Steve came upstairs and picked up the car seat bearing the little guy, and we headed out to the car. “Sweetheart,” I said, “Oliver’s starting to worry me a little bit. He choked on his spit up and went a little limp. I wonder if we should have them check him out since we’re there. I know the midwife comes tomorrow, and I can talk to her about it, but it’s just a little freaky.”

Steve shot an alarmed look my way, “You guys are both starting to scare me.”

A surge of pain hit my back, and I gasped in response. Happy I was to see that there was only one other person in the waiting room. We checked in and moments later a nurse came through the door calling our names. We followed her into a small examining room.
Oliver cooed as Steve set the car seat on the counter in the room, and the nurse, Jennifer, looked at him and smile, “Such a cutie.”

I smile my proud mother smile and then proceeded to complain to my heart’s content as she questioned me about my pain. When she was done, she went over to Oliver. “All right, let’s check you out, mate,” she said lifting him out of his car seat. She held him to her and with one hand pulled down the neck of his sleeper and pressed a finger to his skin. She looked up at us and said, “I’m just going to get a probe from the other room.” She left carrying Oliver with her. Steve and I smiled at each other, full of proud parent glow.

===

▶ **Work instructions**
A. Answer these questions using the passage about Oliver and the nurse:
(i) What did Oliver choke on?
(ii) How many other people were in the waiting room?
(iii) What did the nurse say she was going to get from the other room?
B. Carry on the passage about Oliver and the nurse, beginning after its final sentence.
The lines after this passage are separate material and have no connection to it.

▶ **Exercise data**
===

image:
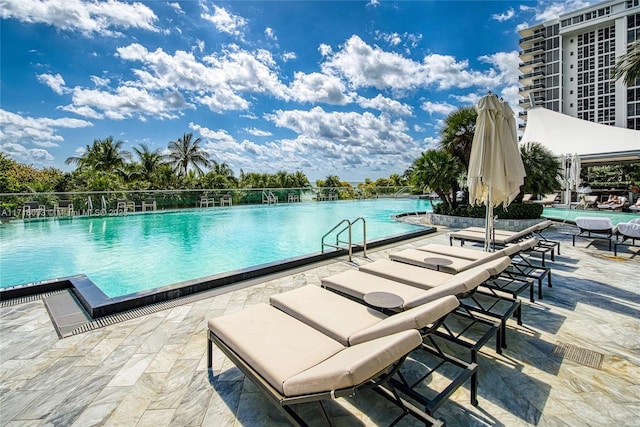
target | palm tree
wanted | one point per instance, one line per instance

===

▶ **Results in order**
A.
(i) His spit up.
(ii) One.
(iii) A probe.

B.
But when Jennifer came back a couple of minutes later, she was no longer carrying Oliver. How I wish I could go back to the blessed wholeness of my life before she uttered her next words. “While I was in the hallway with Oliver, he went blue. He’d stopped breathing. He is in Resuscitation now where they are working on intubating him.” As she led us to a private waiting room nearer to where Oliver was being worked on, though the pain in my back hadn’t eased, the rest of me was numb. Jennifer was just supposed to tell us that babies choke on their spit up sometimes you stilly worry warts, now here is two painkillers for your back, call me in the morning. My son wasn’t supposed to end up intubated.

Jennifer got us seated in the room, “I’ll be right back. I’m just going to go check on Baby Oliver for you, okay?”
Steve and I nodded at her robotically. It still hadn’t sunk it. This was a dream, or a nightmare. Either way, we’d wake up soon.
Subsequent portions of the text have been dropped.